***** The input

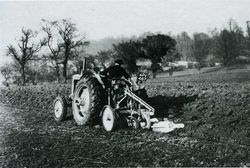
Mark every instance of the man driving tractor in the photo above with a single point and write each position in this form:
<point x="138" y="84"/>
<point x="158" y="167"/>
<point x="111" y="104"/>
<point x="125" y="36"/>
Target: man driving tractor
<point x="115" y="71"/>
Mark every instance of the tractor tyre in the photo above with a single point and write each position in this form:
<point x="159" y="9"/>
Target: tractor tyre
<point x="109" y="119"/>
<point x="60" y="108"/>
<point x="87" y="101"/>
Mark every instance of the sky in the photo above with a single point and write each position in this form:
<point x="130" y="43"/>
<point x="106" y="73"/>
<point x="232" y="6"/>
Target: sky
<point x="116" y="18"/>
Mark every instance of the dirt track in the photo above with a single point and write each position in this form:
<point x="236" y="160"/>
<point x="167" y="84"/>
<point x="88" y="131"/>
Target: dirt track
<point x="29" y="139"/>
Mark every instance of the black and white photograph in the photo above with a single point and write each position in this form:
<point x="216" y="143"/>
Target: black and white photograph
<point x="124" y="83"/>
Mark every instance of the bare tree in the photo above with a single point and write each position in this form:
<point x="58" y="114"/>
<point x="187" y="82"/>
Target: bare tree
<point x="69" y="42"/>
<point x="26" y="51"/>
<point x="6" y="71"/>
<point x="55" y="48"/>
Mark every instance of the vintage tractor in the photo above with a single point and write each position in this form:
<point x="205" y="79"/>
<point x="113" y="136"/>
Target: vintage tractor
<point x="92" y="101"/>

**********

**Description of the task**
Quote each entry above verbatim and drop the pictures.

**Written answer**
Mark every instance of the man driving tractor in the photo above with a single point and write each position in this form:
<point x="138" y="84"/>
<point x="158" y="167"/>
<point x="111" y="104"/>
<point x="125" y="36"/>
Target: man driving tractor
<point x="115" y="71"/>
Mark every instance of the tractor tyre in the photo above with a single point and write each position in this form:
<point x="159" y="9"/>
Target: tractor tyre
<point x="109" y="119"/>
<point x="60" y="108"/>
<point x="87" y="101"/>
Mark every instance of the sky in the photo above with a single point and write each position in this form:
<point x="130" y="43"/>
<point x="106" y="73"/>
<point x="232" y="6"/>
Target: sky
<point x="116" y="18"/>
Mark every instance of the dirt track in the photo above with a single point and write each position in this form:
<point x="236" y="160"/>
<point x="167" y="84"/>
<point x="88" y="131"/>
Target: dirt track
<point x="29" y="139"/>
Mark every instance of the black and white photograph in the photo above with a single point and write each position in this form:
<point x="216" y="143"/>
Target: black and white photograph
<point x="124" y="83"/>
Mark every instance of the bare tree in the photo above with a single point and write each position in this form:
<point x="58" y="114"/>
<point x="187" y="82"/>
Target: bare tree
<point x="69" y="42"/>
<point x="26" y="51"/>
<point x="6" y="71"/>
<point x="55" y="48"/>
Mark every instance of the vintage tractor in the photo above with a single point and write each position in this form:
<point x="205" y="79"/>
<point x="113" y="136"/>
Target: vintage tractor
<point x="92" y="101"/>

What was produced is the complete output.